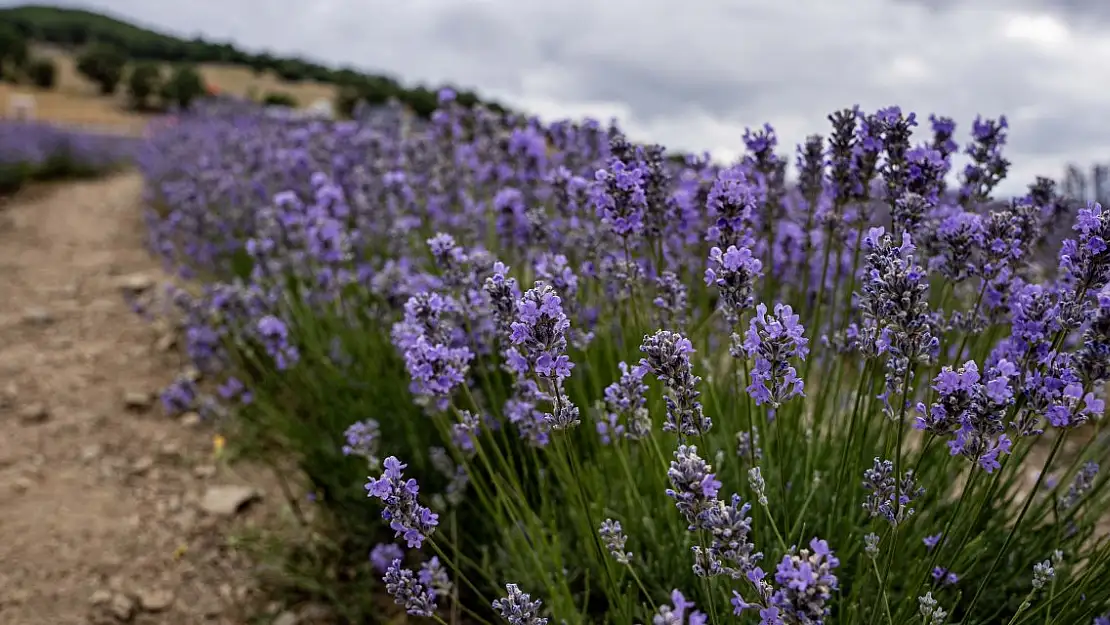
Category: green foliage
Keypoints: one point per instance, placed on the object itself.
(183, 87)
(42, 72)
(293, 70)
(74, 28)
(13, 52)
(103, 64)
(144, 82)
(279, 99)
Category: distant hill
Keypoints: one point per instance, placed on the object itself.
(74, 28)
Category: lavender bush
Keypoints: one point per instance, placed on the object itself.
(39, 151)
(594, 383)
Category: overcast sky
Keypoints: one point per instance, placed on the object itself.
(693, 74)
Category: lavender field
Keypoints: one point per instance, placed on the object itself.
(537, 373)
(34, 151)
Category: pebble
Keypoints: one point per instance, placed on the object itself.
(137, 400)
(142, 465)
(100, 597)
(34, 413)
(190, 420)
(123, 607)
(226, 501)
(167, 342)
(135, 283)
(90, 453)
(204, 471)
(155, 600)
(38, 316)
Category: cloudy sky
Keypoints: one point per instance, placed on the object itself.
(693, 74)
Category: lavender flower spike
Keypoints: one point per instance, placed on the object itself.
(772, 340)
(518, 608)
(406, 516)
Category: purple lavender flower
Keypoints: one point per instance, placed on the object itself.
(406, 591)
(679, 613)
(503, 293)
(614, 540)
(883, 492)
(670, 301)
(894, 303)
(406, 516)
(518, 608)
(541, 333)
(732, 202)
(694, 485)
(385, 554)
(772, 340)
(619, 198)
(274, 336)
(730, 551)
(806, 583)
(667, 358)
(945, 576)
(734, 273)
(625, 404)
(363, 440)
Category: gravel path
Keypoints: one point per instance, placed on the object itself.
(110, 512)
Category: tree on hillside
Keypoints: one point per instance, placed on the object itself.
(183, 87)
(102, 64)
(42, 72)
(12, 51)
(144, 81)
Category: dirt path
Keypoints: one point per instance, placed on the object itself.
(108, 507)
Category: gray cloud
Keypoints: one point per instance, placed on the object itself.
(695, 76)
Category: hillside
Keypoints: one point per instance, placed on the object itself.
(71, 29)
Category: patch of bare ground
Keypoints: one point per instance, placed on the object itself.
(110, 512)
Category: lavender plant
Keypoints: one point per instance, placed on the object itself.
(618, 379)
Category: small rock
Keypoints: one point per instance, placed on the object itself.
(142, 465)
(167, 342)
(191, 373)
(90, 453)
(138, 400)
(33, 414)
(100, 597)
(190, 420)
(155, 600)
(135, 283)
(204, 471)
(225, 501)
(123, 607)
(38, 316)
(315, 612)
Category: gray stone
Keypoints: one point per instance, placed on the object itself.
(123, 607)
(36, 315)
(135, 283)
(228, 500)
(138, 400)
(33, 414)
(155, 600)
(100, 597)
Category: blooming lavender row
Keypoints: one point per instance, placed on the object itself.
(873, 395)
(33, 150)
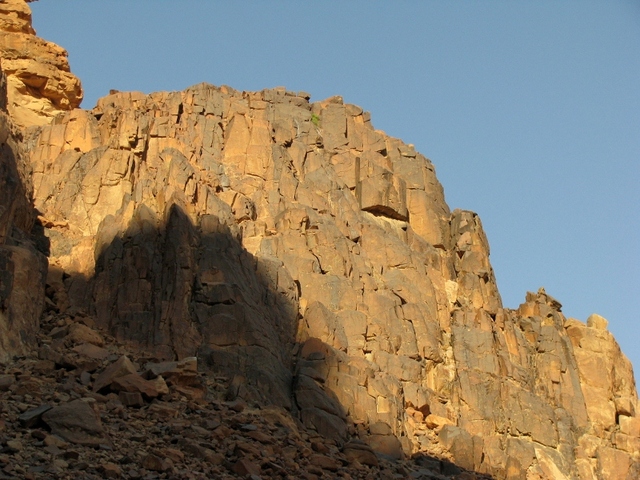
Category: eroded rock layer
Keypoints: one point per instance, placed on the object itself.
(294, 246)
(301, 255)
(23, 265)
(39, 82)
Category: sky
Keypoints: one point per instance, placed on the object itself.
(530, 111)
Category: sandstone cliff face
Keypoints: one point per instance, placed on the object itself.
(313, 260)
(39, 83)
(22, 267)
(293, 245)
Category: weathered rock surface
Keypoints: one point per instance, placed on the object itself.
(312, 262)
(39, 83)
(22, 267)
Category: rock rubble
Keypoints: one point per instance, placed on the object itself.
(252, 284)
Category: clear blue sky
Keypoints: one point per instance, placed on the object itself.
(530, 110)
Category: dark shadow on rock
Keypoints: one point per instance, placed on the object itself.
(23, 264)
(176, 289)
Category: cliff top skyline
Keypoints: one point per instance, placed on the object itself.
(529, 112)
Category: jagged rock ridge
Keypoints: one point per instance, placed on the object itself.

□ □ □ □ □ □ □

◆ **Aim of the exercise**: Copy every line of the data word for word, omitting the images.

◆ **Reply to the task**:
Category: green foliage
Keypoints: one point per instance, placed on the object itself.
(183, 87)
(42, 72)
(293, 70)
(74, 28)
(13, 52)
(103, 64)
(144, 82)
(279, 99)
Category: distant hill
Keypoints: one point per instance, placed on the object itself.
(74, 28)
Category: lavender bush
Keypoints: one point per instance, placed on the object itself.
(39, 151)
(594, 383)
Category: overcast sky
Keypoints: one point per instance, placed on the object itself.
(693, 74)
Category: lavender field
Keypoints: one point per instance, placed on the object itself.
(537, 373)
(34, 151)
Category: pebble
Keypoints: one point per instance, placed on the object itself.
(137, 400)
(142, 465)
(100, 597)
(34, 413)
(190, 420)
(123, 607)
(226, 501)
(167, 342)
(135, 283)
(90, 453)
(204, 471)
(155, 600)
(38, 316)
Category: cloudy sky
Keypoints: one point per instance, placed on the object itself.
(693, 74)
Category: lavender flower spike
Keypoints: one point per instance, placed on the object itself.
(772, 340)
(518, 608)
(406, 516)
Category: purple lavender flower
Keypoints: one point per instance, placed on the object itself.
(406, 591)
(679, 613)
(503, 293)
(614, 540)
(883, 492)
(670, 301)
(894, 303)
(406, 516)
(518, 608)
(541, 333)
(732, 202)
(694, 485)
(385, 554)
(772, 340)
(619, 198)
(274, 336)
(730, 551)
(806, 583)
(667, 358)
(945, 576)
(734, 273)
(625, 404)
(363, 440)
Category: gravel path
Keypoints: one point per instance, placed on the object itself.
(110, 512)
Category: tree on hillside
Keypoints: one point per instance, placed on the object itself.
(183, 87)
(102, 64)
(42, 72)
(12, 51)
(144, 81)
Category: dirt path
Keypoints: one point per instance, placed on the object itself.
(108, 507)
Category: gray cloud
Keypoints: one point per instance, placed on the object itself.
(695, 76)
Category: hillside
Keypoints: one point per instance, placed on the object itself.
(71, 29)
Category: patch of bare ground
Keypoints: one point per instance, placed on the object itself.
(110, 512)
Category: lavender plant
Keypoints: one point per instance, placed on the object itself.
(618, 379)
Category: small rock
Keypoints: one point per instance, placed on the object itself.
(142, 465)
(167, 342)
(191, 373)
(90, 453)
(138, 400)
(33, 414)
(100, 597)
(190, 420)
(155, 600)
(135, 283)
(204, 471)
(225, 501)
(123, 607)
(38, 316)
(315, 612)
Category: gray stone
Keypoints: one point per instance, placed on the object itself.
(123, 607)
(36, 315)
(135, 283)
(228, 500)
(138, 400)
(33, 414)
(155, 600)
(100, 597)
Category: blooming lavender row
Keypoints: one point per instance, placed on the object itself.
(873, 395)
(33, 150)
Category: eroded rock layer
Keypoints: one point per instance, placed on the object itself.
(294, 246)
(301, 255)
(23, 265)
(39, 82)
Category: sky
Keypoints: one point per instance, placed on the object itself.
(530, 111)
Category: sandstone cliff face
Keypoints: one point per instance, placed on the object itself.
(313, 260)
(39, 83)
(22, 267)
(293, 245)
Category: weathered rock surface
Keypoints: one point per instance, placed on the object itself.
(312, 262)
(39, 83)
(22, 267)
Category: rock rubble
Keypoints: one point per instance, placed on the object itself.
(252, 284)
Category: clear blue sky
Keypoints: one point per instance, placed on the object itself.
(530, 110)
Category: dark shadow on rock
Keypoints: one point per instance, placed on the object itself.
(23, 264)
(176, 289)
Category: cliff top skyline
Keypoints: one point per instance, placed on the object itself.
(529, 112)
Category: jagged rock ridge
Keypoints: one point per instance, placed on the object itself.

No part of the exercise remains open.